-- What you need to do --
Return each line from the entries below that contains the word "board", copying every such line in full.

-- Input rows --
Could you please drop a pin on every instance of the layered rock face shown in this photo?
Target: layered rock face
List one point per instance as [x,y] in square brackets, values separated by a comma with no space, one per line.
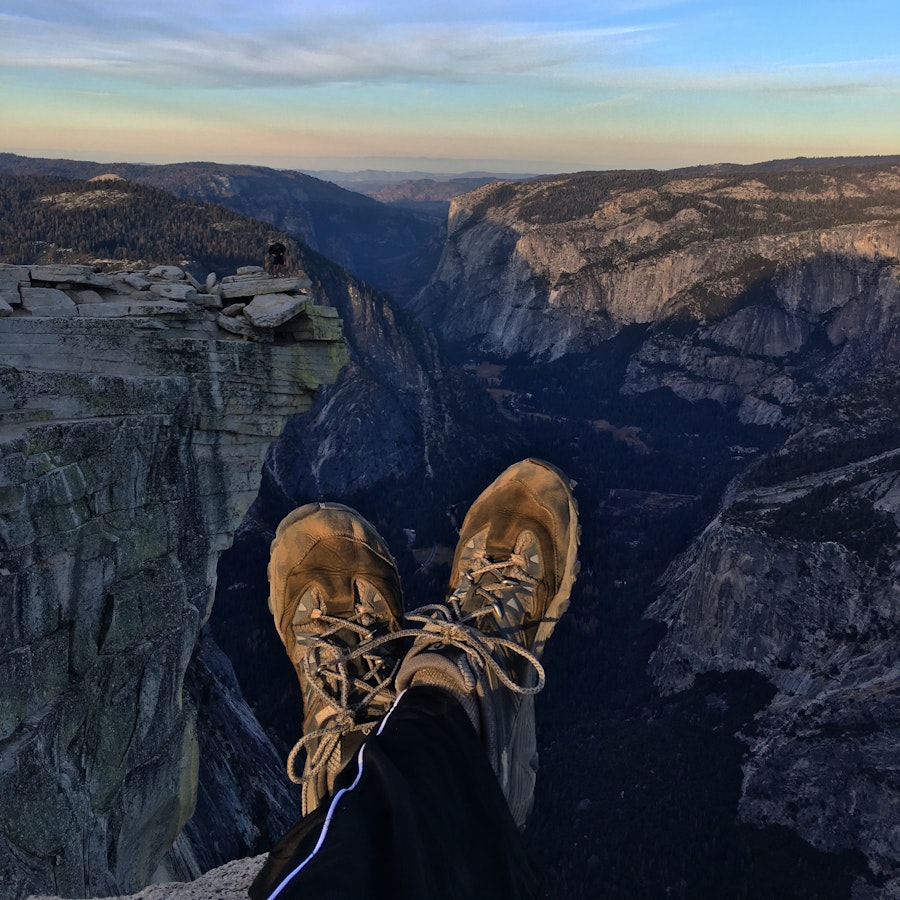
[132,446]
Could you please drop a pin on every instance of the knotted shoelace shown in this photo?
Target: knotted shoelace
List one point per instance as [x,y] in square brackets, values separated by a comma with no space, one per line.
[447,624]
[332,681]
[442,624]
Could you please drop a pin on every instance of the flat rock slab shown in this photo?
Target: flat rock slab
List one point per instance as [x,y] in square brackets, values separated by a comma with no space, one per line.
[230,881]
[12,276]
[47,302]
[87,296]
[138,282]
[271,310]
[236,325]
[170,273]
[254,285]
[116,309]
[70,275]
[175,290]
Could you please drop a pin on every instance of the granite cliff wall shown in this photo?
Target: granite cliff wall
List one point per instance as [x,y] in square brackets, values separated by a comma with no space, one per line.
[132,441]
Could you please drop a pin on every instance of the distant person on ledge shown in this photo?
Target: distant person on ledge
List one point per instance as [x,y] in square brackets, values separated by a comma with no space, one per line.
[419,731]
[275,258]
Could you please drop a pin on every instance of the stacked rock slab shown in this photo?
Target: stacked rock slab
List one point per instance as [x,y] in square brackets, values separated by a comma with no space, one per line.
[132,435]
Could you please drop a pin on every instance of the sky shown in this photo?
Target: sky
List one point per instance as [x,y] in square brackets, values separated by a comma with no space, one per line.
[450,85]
...
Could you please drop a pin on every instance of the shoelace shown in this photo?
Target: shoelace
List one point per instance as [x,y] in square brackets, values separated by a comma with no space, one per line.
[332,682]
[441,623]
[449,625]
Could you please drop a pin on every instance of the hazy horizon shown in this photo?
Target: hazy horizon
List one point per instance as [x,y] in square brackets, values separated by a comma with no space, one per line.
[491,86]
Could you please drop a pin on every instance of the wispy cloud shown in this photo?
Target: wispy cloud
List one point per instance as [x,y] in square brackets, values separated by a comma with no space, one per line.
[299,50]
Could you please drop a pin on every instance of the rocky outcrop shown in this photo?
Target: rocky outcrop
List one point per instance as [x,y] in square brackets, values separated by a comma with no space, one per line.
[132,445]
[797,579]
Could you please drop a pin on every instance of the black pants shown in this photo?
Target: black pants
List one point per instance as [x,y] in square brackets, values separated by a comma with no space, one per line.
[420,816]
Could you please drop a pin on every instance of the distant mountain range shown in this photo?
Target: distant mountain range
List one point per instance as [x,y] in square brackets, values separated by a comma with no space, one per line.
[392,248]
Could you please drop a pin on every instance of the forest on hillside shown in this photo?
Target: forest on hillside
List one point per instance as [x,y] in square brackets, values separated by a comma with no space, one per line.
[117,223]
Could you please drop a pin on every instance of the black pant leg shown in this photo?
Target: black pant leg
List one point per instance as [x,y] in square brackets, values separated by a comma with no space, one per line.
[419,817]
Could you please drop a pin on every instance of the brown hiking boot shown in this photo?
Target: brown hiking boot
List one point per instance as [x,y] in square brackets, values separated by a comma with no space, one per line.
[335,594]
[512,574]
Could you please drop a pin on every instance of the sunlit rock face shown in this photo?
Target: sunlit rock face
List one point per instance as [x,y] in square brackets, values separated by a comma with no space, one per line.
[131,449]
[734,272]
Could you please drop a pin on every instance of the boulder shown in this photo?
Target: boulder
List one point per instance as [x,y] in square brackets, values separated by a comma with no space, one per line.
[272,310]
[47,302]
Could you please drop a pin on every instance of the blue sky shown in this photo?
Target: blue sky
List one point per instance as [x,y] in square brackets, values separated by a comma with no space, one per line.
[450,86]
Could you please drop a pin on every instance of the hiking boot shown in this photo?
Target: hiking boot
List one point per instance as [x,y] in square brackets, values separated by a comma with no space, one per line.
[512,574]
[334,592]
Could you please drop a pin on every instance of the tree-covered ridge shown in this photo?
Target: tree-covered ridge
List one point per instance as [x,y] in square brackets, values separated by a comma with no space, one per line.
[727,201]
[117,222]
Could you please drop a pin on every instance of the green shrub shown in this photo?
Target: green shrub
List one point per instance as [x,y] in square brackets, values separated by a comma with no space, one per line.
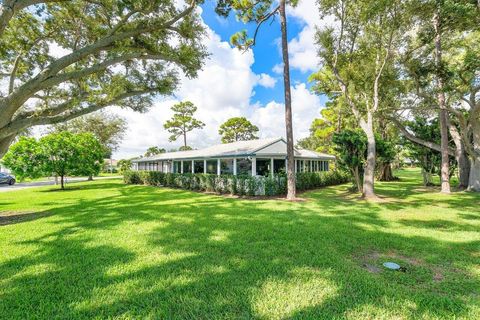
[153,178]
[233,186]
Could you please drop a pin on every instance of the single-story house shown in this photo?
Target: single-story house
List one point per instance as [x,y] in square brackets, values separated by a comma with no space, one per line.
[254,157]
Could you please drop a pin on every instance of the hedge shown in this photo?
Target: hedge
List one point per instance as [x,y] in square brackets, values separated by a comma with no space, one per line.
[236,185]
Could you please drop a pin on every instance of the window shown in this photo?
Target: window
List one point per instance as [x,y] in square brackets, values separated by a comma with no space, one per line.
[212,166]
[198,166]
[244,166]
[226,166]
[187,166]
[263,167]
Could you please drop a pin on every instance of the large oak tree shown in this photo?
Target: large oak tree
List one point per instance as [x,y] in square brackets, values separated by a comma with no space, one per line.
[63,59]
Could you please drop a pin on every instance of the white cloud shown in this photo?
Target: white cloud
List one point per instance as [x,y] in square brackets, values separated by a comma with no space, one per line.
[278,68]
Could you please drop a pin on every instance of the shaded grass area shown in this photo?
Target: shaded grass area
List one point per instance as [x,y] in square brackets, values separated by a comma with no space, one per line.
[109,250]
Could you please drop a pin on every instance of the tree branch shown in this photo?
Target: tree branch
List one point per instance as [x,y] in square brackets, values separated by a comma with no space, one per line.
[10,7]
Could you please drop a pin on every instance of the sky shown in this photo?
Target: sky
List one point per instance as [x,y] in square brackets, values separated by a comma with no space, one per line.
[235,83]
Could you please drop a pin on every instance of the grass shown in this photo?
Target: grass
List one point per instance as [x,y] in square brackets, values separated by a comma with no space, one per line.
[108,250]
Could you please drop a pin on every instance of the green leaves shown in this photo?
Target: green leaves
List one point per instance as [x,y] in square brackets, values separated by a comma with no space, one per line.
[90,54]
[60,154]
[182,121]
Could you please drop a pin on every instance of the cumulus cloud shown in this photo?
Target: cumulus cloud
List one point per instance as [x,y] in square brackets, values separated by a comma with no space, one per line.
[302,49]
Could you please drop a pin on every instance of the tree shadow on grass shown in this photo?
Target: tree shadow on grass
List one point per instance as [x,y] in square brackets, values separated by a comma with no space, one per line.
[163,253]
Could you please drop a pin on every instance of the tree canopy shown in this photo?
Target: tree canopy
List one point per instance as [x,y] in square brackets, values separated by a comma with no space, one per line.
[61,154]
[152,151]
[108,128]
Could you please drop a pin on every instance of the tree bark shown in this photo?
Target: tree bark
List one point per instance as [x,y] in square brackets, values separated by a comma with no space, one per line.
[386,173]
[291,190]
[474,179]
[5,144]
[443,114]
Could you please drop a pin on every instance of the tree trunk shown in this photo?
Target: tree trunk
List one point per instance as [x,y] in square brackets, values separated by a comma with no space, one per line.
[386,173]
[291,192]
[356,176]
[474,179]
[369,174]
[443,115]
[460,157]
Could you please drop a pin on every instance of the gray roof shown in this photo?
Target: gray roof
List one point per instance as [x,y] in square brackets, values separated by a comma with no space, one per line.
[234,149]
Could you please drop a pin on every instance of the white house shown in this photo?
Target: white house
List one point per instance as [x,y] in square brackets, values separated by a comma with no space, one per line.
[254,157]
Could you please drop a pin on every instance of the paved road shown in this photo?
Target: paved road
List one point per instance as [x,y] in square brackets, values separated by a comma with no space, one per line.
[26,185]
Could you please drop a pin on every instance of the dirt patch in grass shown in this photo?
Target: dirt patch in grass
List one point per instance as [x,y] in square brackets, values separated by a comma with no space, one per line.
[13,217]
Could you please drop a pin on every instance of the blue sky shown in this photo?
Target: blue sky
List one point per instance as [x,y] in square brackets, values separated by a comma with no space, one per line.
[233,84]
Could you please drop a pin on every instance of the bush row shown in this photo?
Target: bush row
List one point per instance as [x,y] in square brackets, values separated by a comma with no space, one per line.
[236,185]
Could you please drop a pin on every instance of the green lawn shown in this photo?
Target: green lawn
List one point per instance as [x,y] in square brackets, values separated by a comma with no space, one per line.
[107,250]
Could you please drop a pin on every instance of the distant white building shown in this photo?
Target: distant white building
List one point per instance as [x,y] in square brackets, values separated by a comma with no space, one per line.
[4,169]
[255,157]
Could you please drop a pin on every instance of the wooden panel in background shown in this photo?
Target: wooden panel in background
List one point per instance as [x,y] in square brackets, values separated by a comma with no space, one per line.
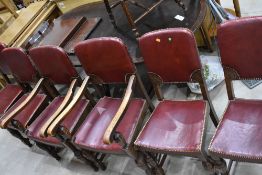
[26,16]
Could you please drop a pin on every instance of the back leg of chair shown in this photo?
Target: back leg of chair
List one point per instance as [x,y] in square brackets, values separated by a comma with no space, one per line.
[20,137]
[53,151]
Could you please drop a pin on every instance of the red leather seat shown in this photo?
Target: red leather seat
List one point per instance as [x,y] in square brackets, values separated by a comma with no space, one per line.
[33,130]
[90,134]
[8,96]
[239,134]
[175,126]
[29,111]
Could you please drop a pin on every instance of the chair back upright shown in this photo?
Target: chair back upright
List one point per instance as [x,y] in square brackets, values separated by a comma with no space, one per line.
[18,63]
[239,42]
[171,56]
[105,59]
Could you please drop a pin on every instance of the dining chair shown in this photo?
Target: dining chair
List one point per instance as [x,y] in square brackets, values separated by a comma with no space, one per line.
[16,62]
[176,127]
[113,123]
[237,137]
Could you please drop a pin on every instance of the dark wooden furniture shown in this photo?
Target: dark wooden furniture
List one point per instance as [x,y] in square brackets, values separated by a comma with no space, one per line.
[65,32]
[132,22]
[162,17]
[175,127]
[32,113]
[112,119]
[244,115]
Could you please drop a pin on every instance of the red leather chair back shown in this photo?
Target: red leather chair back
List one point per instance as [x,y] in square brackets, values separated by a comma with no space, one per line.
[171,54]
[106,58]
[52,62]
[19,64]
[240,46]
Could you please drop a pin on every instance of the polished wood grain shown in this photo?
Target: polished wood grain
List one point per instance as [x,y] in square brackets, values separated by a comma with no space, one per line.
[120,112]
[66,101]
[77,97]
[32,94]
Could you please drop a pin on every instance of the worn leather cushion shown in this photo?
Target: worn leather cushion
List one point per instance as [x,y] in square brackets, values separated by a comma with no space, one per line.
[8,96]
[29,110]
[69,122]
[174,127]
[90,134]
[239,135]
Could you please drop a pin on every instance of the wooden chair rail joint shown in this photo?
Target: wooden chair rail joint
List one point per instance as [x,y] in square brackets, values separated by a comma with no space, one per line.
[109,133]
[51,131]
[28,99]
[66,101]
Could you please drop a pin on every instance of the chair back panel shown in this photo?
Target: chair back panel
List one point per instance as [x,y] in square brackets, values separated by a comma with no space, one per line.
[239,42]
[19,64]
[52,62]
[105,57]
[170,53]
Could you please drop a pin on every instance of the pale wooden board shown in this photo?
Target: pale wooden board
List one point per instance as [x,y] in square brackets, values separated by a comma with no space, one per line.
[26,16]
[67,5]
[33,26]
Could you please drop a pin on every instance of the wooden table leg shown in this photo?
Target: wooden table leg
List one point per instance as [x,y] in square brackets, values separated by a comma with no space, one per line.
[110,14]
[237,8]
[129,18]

-- Full output --
Could you please drop a pin on every instance of the pale wooden board shown in this photo?
Target: pale wooden board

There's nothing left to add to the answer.